┌─ ENTRIES SHOWN

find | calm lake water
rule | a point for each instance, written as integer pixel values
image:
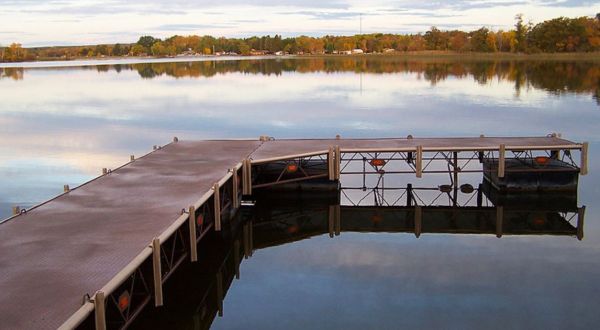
(61, 125)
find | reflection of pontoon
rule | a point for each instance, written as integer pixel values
(281, 218)
(198, 291)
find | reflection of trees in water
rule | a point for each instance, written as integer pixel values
(556, 77)
(12, 73)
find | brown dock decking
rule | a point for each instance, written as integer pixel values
(92, 237)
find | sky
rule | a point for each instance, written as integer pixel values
(76, 22)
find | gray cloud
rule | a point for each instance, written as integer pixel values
(191, 27)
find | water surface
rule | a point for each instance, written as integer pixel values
(62, 125)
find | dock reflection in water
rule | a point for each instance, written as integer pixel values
(196, 295)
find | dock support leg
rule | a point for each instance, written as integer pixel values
(236, 257)
(100, 308)
(217, 206)
(338, 162)
(580, 217)
(331, 164)
(234, 181)
(499, 220)
(251, 237)
(501, 160)
(419, 162)
(455, 179)
(337, 220)
(418, 221)
(246, 233)
(247, 177)
(220, 293)
(157, 272)
(193, 243)
(331, 219)
(583, 168)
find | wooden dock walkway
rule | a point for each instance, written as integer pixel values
(85, 252)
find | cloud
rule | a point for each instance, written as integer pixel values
(190, 27)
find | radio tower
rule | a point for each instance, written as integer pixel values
(360, 18)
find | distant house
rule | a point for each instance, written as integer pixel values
(255, 52)
(188, 52)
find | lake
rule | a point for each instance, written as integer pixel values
(63, 124)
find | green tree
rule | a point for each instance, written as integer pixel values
(479, 40)
(521, 30)
(147, 42)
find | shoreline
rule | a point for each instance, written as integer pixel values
(419, 55)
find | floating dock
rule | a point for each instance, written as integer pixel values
(102, 251)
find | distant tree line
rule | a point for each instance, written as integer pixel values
(581, 34)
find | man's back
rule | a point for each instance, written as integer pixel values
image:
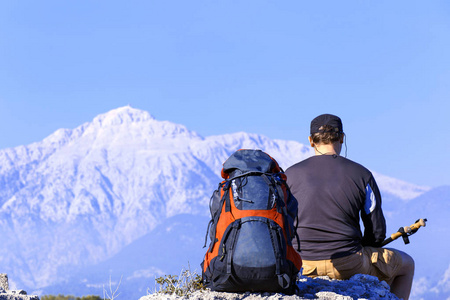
(331, 191)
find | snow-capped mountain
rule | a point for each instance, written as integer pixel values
(79, 196)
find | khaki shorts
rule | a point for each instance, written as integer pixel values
(380, 262)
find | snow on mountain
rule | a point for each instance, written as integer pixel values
(399, 188)
(81, 195)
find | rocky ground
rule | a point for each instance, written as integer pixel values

└─

[DIRECTIONS FOR THIS TASK]: Only one thing is wanted here, an exact copy of the lines from the first line above through the line containing "find | brown dock decking", minus any picture.

[ANSWER FOR THIS EXERCISE]:
find | calm lake water
rule | a point for each instance, written as integer pixel values
image:
(61, 125)
find | reflection of pontoon
rule | a point for each instance, written as integer pixel values
(281, 218)
(198, 291)
find | reflection of trees in water
rule | a point for each instance, written as integer pixel values
(556, 77)
(12, 73)
find | brown dock decking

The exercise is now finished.